I made a program where the user enters a number, and the program would count up to that number and display how much time it took. However, whenever I enter letters or decimals (i.e. 0.5), I would get a error. Here is the full error message:
Traceback (most recent call last):
File "C:\Documents and Settings\Username\Desktop\test6.py", line 5, in <module>
z = int(z)
ValueError: invalid literal for int() with base 10: 'df'
What can I do to fix this?
Here is the full code:
import time
x = 0
print("This program will count up to a number you choose.")
z = input("Enter a number.\n")
z = int(z)
start_time = time.time()
while x < z:
x = x + 1
print(x)
end_time = time.time()
diff = end_time - start_time
print("That took",(diff),"seconds.")
Please help!
Well, there really a way to 'fix' this, it is behaving as expected -- you can't case a letter to an int, that doesn't really make sense. Your best bet (and this is a pythonic way of doing things), is to simply write a function with a try... except block:
def get_user_number():
i = input("Enter a number.\n")
try:
# This will return the equivalent of calling 'int' directly, but it
# will also allow for floats.
return int(float(i))
except ValueError:
#Tell the user that something went wrong
print("I didn't recognize {0} as a number".format(i))
#recursion until you get a real number
return get_user_number()
You would then replace these lines:
z = input("Enter a number.\n")
z = int(z)
with
z = get_user_number()
Try checking
if string.isdigit(z):
And then executing the rest of the code if it is a digit.
Because you count up in intervals of one, staying with int() should be good, as you don't need a decimal.
EDIT: If you'd like to catch an exception instead as wooble suggests below, here's the code for that:
try:
int(z)
do something
except ValueError:
do something else

STORED DATA:
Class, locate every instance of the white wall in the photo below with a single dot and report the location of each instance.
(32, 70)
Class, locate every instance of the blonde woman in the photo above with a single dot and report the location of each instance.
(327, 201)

TO DO: Write out the stretch of the Python thread above from "start_time = time.time()" through "Please help!", switching each "diff" to "elapsed".

RESULT OF THE TASK:
start_time = time.time()
while x < z:
x = x + 1
print(x)
end_time = time.time()
elapsed = end_time - start_time
print("That took",(elapsed),"seconds.")
Please help!